Every entry is to be returned as it stands, apart from the pictures.

== Task data

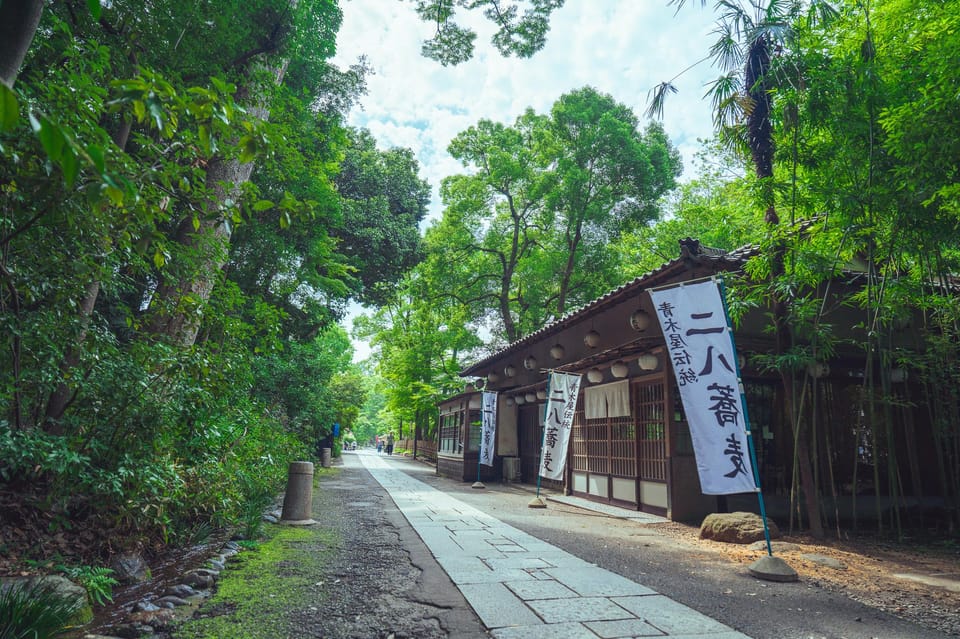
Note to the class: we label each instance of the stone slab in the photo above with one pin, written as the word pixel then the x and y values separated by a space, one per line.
pixel 625 628
pixel 497 606
pixel 670 617
pixel 537 589
pixel 547 631
pixel 591 581
pixel 578 609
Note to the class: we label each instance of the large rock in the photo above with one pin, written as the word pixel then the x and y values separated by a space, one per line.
pixel 130 568
pixel 736 528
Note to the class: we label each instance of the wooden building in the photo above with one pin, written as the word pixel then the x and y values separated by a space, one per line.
pixel 630 445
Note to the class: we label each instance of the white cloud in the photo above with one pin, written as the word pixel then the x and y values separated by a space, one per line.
pixel 620 47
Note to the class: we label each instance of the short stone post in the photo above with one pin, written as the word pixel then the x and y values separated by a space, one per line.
pixel 298 499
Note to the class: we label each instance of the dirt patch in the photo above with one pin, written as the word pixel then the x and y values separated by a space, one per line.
pixel 869 575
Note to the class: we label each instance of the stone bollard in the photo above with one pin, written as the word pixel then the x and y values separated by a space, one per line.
pixel 298 499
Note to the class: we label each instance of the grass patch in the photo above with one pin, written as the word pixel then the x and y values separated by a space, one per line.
pixel 266 586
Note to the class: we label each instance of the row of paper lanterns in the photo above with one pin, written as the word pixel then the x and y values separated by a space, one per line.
pixel 639 320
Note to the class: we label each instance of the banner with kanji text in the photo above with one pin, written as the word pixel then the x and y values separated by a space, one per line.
pixel 562 392
pixel 488 427
pixel 699 344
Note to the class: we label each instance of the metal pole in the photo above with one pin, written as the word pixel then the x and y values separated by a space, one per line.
pixel 746 418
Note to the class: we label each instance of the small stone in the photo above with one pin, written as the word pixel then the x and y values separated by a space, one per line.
pixel 824 560
pixel 180 590
pixel 737 528
pixel 196 580
pixel 155 620
pixel 130 568
pixel 170 601
pixel 207 571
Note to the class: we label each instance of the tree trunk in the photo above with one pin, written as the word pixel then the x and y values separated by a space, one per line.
pixel 179 305
pixel 18 23
pixel 64 393
pixel 760 132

====

◆ Result of the task ◆
Note to the class: we label each instance of the stone slab in the photo above with one pin, written as the word pixel then the x and y values separated by a space, one per line.
pixel 625 628
pixel 497 606
pixel 670 617
pixel 537 589
pixel 547 631
pixel 591 581
pixel 578 609
Note to the class: we label each instance of the large rock in the photo above with one pin, written as the word pixel then the x and y values separated by a space, one per line.
pixel 130 568
pixel 736 528
Note to the class: we label each instance of the wooden building in the photo above with one pin, written as the word pixel then the x and y values separated by a space, one per line.
pixel 630 445
Note to the class: we label each instance of the white cloud in the photo above with one pin, written as the word pixel then the x and y values separated by a space, one per line.
pixel 620 47
Note to the class: we label each instance of the short stone post in the photo above with one pin, written as the word pixel then the x and y values separated by a space, one per line.
pixel 298 499
Note to the class: we label each instance of the dirt patch in the photo above with one pin, written as the word pixel then the x and y values separated by a space, one per line.
pixel 869 575
Note to the class: we label each instance of the stone bollard in the photo above with one pin, written as the word pixel then the x and y values separated by a space, one per line.
pixel 298 499
Note to the class: we label each instance of the grass patch in the photo above with one pin, written as the word pixel then the x and y values separated by a space, one per line.
pixel 266 586
Note to the class: we label each instance of the row of paper lanterns in the photo above with one pin, written as the word pixel then the x and y values separated by a space, one per line.
pixel 639 320
Note to the class: we label each instance of the banner with kanji text in the photo above with one pin, written as the word pixel then the x and y values separated by a space, one per line.
pixel 562 392
pixel 488 427
pixel 699 344
Note to the class: we label each instance of the metal pole in the photo above with one pin, written as the word pixel then the x and y values separated by a space, one per line.
pixel 746 418
Note to the class: we label each instance of the small stone in the photo above with one pin, written as the word pixel then the x and y values separated by a space, one per line.
pixel 824 560
pixel 180 590
pixel 737 528
pixel 196 580
pixel 155 620
pixel 130 568
pixel 170 601
pixel 207 571
Note to the class: we label each instance of the tree trunk in the photo above with one pin, written as the word pixel then the x and y values separated by a space, one per line.
pixel 179 305
pixel 18 23
pixel 64 393
pixel 760 132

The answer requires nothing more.